_INFORMATION SHOWN:_

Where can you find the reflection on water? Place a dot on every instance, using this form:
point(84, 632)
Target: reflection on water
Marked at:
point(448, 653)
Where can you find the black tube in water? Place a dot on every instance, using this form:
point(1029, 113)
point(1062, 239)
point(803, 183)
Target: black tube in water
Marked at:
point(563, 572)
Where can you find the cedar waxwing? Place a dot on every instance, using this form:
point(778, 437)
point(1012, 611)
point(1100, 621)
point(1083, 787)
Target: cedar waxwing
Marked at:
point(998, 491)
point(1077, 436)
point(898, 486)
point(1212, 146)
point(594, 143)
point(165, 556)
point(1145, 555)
--
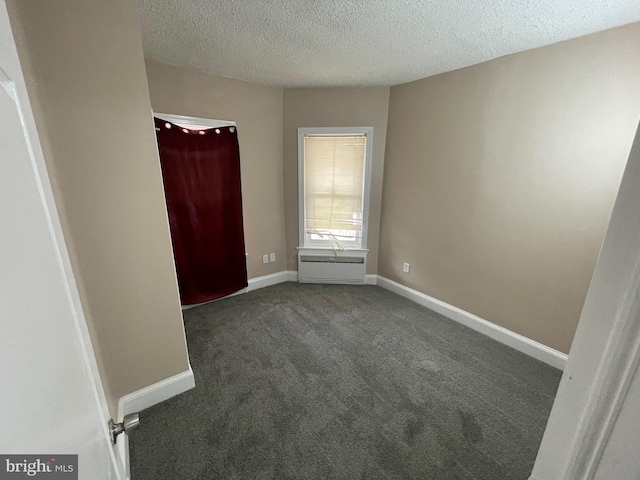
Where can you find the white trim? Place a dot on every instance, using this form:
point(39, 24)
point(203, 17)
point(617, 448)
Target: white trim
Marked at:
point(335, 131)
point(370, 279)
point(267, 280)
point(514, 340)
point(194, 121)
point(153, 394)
--
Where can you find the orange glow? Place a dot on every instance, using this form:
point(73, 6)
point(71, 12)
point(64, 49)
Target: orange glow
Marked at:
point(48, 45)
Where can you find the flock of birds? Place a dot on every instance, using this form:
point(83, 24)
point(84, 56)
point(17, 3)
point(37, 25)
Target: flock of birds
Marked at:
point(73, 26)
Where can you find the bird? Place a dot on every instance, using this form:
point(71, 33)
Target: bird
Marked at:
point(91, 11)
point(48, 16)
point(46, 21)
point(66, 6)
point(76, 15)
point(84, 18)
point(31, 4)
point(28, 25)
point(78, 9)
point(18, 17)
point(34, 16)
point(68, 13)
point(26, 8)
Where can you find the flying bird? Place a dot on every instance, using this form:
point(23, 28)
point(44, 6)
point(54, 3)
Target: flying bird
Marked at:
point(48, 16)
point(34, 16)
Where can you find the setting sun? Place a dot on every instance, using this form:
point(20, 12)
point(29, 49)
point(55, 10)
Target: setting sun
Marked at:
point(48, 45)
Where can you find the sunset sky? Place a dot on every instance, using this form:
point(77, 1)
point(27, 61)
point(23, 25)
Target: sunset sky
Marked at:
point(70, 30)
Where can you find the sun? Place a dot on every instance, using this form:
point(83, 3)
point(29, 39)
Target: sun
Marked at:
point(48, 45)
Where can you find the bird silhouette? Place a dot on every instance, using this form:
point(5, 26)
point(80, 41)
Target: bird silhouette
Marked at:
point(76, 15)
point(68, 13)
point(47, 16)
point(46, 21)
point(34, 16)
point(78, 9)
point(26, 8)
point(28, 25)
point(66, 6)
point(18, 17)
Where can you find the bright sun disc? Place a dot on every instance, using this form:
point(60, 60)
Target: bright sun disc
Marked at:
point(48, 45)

_JOB:_ Express the lines of the records from the line with "Where can you find the flying" to the line with "point(70, 30)" as a JSON list of strings, one string per line and no strings for blank lines.

_OUTPUT OF THE TASK:_
[
  "Where can you find the flying bird? Place a dot on every instance, using this form:",
  "point(23, 28)",
  "point(44, 6)",
  "point(54, 3)",
  "Target: flying bird",
  "Marked at:",
  "point(48, 16)",
  "point(34, 16)",
  "Where can you find the setting sun? Place a dot on every instance, using this form:",
  "point(20, 12)",
  "point(29, 49)",
  "point(55, 10)",
  "Target: setting sun",
  "Marked at:",
  "point(48, 45)",
  "Where can you find the sunset sky? Place a dot on every instance, using this form:",
  "point(77, 1)",
  "point(27, 61)",
  "point(23, 25)",
  "Target: sunset sky",
  "Marked at:",
  "point(70, 30)"
]